_Source text_.
········

Back in January I posted about how I view LLMs, which included my workflow of doing LLM-assisted coding. To summarize, my workflow was:

  1. Reverse rubber-ducking
  2. Planning and writing a spec file
  3. Implement each phase of the plan, one by one
  4. Validation and commit

I can say lots have changed since January. For one, models are significantly better and more reliable. As well, I feel like I’ve got better at steering them. If I look at the above list by itself, without details, it doesn’t feel like things changed so much, but look closer and it’s a whole new world. My current workflow is an evolution of the above.

Before continuing, let me make something clear: this is my professional workflow. It’s what I use to write production code on cloud services.

Phase 0: Reverse Rubber-ducking

I still have this, but I no longer use a chat interface. I start directly with an agent (almost always OpenCode) and I now first get the agent to engage with the code before anything else. Let’s say I need to make a change to the flux capacitors, so I go and tell the agent what I think happens:

This is cloud-service-foo and it handles requests to create farbelizer connectors. I believe it then nimbolizes the farbelizers before sending them to cloud-service-bar that processes them through the flux capacitors. Check what the actual flow is and summarize it for me.

Most of the times – though not always – I know exactly how the flow works, but I do this to sort of prime the LLM for discussing what I want to change. I just found that it tends to work well for me; better then just telling it directly what I want to change.

An indirect effect of doing this is that sometimes it will tell me something that doesn’t meet my understanding, so I ask details to figure out if it’s really something I missed or just something the LLM got wrong.

When I know the LLM has the context, I will say something like

I have an issue where if the farbelizer connector starts with “foo”, then the flux capacitors should suppress the harmonic back-feeding before it reaches the primary gimbal housing.

I often add a little more about what the actual goal is, but it’s something like this. This usually causes the LLM to tell me what it thinks should be done. It will sometimes ask a question or two, but eventually it will give me a solution. Many times the solution is one I know I don’t want due to some constraint and I will tell it. Sometimes I steer it a bit more and tell it what I think we should do.

And then when I’m happy, I’ll say:

Plan a series of independent PRs to implement this. List which ones can be done in parallel vs linearly

That’s it. That’s the entire plan phase now. I no longer need a spec file.

Phase 1: Implementation

Given the list of PRs, I will ask it to implement them either a few in parallel or, if there’s a dependency, one by one. I also now let the LLM agent commit its changes. (if they were in parallel, I also let it push the changes.)

Again, that’s it?

Phase 2: Validation

I then test the work locally, I still insist on doing that because I don’t want to cause a SEV. I’ll then push the branches and review the diffs myself in GitHub before asking for others to review: I want to avoid wasting people’s time.

You still have to watch them

I had an interesting interaction with GPT 5.5 a few weeks ago, where it wrote code that was akin to this:

attempt := 0

for {
	attempt++
	if attempt > maxAttempts {
		return errTooManyAttemps
	}
	err := fetchData(ctx)
	if err != nil {
		switch {
		case errors.Is(err, errTimeout):
			fmt.Println("Warning: Timeout occurred. Retrying...")

		case errors.Is(err, context.Canceled):
			fmt.Println(" -> Context was canceled. Exiting...")

		default:
			return err
		}
		
		time.Sleep(100 * time.Millisecond) 
	}
}

When I saw that, I immediately knew it didn’t look right, so I asked the agent about the case with the context.Canceled and it happily explained to me that it would log the error and then return with default:. I said, no, it won’t, that’s not how Go switches work. And it insisted! “I understand your confusion, but because there is no break statement, the code will simply fall through the next case.”

No, it forking won’t! So I told it to prove it by writing a test that returned a context canceled. It did, caught the infinite loop and conceded.

My point? They can still make mistakes. I have to check them.

Conclusion

That said, I will concede that the LLMs are so much better now and that these errors are getting more and more rare. My flow is much quicker than before. I still review code like a caveman, I still make sure the LLM gets what I want it to do. But I basically killed the entire “plan” step. It’s just not needed. And I almost never write code by hand.

········

_Task details_.
Answer these questions about the post on LLM-assisted coding:
1. Which agent does the writer almost always start with?
2. What does the writer say is no longer needed for the plan phase?
3. Where does the writer review the diffs before asking others to review?
The data comes from a separate source and has nothing to do with the post.

········

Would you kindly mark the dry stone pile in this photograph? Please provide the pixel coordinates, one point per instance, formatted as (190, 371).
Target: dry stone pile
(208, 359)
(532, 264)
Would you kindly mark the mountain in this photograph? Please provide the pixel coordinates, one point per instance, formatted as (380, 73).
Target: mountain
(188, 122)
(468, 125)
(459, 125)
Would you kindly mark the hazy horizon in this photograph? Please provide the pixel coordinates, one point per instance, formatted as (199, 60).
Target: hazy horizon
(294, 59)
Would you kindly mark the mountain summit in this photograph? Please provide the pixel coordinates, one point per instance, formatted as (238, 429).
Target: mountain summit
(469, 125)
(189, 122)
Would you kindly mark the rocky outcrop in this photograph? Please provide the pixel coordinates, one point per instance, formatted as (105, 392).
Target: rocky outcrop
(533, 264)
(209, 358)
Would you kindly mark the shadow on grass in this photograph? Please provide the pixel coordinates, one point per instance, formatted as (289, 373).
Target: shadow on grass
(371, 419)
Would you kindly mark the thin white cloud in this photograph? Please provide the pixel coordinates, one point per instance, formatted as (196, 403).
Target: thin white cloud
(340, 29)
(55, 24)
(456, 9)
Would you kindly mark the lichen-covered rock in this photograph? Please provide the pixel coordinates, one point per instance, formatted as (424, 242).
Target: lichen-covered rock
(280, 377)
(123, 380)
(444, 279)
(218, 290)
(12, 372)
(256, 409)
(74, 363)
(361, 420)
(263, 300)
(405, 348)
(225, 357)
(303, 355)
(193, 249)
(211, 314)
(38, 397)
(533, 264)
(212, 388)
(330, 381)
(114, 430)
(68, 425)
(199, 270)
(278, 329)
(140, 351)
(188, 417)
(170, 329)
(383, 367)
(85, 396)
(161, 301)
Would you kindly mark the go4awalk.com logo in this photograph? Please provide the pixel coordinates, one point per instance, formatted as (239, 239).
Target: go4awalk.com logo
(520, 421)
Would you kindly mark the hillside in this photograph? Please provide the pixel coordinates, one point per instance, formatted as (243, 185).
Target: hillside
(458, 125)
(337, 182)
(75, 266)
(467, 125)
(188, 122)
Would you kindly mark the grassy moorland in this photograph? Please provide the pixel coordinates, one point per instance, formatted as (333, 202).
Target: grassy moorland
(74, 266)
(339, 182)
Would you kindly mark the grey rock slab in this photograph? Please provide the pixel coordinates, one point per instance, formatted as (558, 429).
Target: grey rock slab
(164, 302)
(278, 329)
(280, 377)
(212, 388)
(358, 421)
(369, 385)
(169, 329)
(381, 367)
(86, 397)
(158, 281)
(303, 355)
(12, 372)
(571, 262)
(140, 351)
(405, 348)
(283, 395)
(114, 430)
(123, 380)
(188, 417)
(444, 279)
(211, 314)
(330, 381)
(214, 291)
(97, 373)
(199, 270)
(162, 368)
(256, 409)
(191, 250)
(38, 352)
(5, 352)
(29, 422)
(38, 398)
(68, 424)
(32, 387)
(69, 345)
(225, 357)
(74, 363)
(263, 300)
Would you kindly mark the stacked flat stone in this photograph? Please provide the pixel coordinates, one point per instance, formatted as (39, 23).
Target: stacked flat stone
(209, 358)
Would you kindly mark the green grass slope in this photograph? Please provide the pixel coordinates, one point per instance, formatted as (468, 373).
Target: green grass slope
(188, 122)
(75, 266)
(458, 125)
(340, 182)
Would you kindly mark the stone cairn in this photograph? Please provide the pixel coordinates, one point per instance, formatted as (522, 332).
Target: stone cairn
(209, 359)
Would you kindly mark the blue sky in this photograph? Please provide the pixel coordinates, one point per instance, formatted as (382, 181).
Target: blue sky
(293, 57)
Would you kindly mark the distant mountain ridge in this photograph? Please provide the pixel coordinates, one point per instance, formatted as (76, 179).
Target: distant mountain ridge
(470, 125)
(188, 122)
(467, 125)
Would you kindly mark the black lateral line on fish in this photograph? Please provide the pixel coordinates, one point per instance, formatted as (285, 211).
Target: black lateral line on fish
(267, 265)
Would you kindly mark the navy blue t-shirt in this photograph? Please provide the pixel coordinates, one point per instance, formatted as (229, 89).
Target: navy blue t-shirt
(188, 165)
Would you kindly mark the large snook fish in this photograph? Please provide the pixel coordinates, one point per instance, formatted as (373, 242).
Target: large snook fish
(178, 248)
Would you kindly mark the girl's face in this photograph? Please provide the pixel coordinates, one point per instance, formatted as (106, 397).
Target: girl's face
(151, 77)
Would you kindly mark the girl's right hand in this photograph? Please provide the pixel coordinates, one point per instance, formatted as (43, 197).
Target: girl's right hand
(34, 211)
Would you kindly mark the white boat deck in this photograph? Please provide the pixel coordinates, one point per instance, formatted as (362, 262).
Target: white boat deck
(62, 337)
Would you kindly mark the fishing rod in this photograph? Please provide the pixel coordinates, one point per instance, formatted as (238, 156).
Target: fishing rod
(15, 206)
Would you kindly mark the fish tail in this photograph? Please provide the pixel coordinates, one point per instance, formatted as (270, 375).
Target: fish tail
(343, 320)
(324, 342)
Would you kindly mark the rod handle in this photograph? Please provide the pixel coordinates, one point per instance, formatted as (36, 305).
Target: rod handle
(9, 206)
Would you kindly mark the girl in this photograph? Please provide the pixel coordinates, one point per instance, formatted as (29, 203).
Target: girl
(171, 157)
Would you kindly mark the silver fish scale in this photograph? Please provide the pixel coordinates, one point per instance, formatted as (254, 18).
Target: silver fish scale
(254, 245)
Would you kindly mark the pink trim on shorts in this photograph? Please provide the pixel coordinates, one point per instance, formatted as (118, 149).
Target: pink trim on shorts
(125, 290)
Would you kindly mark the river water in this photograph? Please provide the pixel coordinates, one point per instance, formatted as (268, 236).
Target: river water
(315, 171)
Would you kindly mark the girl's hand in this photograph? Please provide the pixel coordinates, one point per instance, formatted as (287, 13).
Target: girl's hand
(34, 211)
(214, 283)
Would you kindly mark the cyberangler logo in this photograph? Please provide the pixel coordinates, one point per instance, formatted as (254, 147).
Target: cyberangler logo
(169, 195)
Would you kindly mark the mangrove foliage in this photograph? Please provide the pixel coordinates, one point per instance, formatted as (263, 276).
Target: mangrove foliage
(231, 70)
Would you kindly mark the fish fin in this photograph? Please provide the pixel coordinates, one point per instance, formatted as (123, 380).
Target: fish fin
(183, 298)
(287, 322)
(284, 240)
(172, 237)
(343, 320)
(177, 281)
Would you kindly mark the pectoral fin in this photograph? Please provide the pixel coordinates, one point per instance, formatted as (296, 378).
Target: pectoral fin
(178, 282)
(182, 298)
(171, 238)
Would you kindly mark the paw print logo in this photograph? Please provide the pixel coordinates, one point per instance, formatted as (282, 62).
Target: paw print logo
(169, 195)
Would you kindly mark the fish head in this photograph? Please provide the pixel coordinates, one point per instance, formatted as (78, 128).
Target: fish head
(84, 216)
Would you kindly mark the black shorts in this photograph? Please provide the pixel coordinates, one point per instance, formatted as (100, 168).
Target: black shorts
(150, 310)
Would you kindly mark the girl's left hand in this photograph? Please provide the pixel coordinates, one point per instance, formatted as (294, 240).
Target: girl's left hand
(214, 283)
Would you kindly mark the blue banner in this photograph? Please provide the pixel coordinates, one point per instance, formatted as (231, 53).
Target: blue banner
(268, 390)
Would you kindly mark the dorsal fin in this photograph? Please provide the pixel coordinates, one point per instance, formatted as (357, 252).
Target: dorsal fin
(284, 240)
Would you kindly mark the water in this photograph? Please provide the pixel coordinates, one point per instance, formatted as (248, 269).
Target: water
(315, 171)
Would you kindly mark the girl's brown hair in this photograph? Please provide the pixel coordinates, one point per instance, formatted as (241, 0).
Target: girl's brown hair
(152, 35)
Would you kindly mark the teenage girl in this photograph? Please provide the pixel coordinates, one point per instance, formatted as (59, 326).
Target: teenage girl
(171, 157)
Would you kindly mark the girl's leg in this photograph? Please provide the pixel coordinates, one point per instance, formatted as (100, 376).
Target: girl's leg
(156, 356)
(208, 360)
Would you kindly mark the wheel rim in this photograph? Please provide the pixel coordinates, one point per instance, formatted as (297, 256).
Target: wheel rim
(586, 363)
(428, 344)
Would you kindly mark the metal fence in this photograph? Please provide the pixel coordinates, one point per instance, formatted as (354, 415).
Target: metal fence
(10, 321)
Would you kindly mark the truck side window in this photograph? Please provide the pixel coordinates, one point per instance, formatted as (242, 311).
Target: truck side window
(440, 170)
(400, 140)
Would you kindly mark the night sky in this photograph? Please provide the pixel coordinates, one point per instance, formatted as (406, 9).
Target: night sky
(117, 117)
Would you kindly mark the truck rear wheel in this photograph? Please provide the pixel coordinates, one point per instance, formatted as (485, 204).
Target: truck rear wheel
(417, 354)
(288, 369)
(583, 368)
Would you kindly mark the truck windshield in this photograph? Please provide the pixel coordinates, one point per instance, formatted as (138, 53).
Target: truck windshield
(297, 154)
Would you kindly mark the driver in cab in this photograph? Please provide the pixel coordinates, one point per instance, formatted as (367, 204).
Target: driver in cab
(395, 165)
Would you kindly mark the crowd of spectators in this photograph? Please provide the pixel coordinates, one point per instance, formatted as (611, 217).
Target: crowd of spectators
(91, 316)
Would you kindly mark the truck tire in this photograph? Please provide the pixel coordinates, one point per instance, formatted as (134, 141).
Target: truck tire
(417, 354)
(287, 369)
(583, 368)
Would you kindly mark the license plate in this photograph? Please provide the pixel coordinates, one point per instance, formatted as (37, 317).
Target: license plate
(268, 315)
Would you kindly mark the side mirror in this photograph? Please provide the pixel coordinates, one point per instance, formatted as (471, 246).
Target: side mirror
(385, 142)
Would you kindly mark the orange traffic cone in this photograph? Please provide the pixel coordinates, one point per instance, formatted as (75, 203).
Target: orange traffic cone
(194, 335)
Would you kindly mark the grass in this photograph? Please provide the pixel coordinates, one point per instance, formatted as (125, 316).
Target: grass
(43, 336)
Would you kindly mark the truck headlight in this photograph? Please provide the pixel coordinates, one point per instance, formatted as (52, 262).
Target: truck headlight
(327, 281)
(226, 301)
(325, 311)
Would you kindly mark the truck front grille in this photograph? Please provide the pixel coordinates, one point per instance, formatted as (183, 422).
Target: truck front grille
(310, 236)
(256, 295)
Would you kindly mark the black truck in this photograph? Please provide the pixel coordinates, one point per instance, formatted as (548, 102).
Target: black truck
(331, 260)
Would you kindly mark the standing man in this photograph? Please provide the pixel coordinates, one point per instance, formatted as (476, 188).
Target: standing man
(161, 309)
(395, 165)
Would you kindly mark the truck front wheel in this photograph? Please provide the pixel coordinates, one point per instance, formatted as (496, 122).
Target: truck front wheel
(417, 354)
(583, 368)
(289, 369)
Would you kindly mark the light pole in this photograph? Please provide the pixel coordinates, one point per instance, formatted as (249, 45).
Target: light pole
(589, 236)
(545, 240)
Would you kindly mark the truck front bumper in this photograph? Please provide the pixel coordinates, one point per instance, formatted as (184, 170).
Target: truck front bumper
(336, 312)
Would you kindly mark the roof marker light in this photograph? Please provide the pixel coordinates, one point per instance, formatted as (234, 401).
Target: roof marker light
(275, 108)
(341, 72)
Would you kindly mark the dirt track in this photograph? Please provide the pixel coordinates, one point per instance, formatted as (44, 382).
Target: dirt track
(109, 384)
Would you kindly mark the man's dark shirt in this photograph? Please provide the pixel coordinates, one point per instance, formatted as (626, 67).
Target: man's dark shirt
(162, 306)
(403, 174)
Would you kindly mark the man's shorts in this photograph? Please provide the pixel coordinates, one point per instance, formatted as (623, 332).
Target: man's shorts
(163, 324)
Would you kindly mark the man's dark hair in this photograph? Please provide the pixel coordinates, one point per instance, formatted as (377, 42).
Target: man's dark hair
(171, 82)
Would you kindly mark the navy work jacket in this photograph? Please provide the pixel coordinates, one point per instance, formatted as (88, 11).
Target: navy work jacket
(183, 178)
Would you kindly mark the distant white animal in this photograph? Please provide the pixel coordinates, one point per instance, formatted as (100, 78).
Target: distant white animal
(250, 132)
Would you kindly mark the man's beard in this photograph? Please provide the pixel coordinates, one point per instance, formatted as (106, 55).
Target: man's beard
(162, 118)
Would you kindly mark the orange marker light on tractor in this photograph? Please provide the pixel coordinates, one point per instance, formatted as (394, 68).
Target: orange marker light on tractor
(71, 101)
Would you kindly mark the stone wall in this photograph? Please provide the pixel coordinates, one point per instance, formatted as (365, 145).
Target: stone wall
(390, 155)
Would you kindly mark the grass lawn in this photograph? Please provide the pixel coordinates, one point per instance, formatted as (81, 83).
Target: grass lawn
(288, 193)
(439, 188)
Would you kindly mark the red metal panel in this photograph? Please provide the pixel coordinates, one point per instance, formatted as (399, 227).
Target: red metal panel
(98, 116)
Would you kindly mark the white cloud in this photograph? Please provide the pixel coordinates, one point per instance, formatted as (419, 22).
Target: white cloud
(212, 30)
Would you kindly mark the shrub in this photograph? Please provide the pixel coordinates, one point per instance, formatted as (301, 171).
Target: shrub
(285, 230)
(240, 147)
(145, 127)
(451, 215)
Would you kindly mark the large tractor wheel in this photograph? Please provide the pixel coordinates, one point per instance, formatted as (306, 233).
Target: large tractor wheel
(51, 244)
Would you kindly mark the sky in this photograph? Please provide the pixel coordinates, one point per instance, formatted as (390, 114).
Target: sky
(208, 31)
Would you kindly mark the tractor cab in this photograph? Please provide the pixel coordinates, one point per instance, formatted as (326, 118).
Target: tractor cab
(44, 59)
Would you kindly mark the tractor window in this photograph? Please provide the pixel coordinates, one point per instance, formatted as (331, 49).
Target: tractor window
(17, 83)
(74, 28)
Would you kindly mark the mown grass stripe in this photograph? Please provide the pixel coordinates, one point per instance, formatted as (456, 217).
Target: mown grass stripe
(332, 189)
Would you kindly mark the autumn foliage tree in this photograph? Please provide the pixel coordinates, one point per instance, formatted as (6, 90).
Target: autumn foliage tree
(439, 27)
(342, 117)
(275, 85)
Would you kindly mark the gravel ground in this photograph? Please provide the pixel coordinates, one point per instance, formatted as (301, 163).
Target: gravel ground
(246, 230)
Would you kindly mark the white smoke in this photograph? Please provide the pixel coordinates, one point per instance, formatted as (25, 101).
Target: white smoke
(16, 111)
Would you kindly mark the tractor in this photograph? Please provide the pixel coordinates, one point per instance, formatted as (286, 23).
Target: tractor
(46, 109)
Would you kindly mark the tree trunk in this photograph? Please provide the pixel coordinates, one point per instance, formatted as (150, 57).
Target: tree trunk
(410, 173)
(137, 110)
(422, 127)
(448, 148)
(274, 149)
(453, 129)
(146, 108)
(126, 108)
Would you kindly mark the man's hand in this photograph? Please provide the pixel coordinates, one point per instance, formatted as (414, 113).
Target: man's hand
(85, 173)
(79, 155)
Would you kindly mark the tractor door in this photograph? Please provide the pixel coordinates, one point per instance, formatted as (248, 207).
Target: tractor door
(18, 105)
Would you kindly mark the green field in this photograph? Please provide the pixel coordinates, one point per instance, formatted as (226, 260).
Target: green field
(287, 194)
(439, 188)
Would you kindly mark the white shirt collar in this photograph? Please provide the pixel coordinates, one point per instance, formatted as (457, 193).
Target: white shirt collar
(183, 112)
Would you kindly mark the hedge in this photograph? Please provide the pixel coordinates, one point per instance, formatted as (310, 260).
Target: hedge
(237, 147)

········

_Response for this exercise_.
1. OpenCode
2. A spec file
3. In GitHub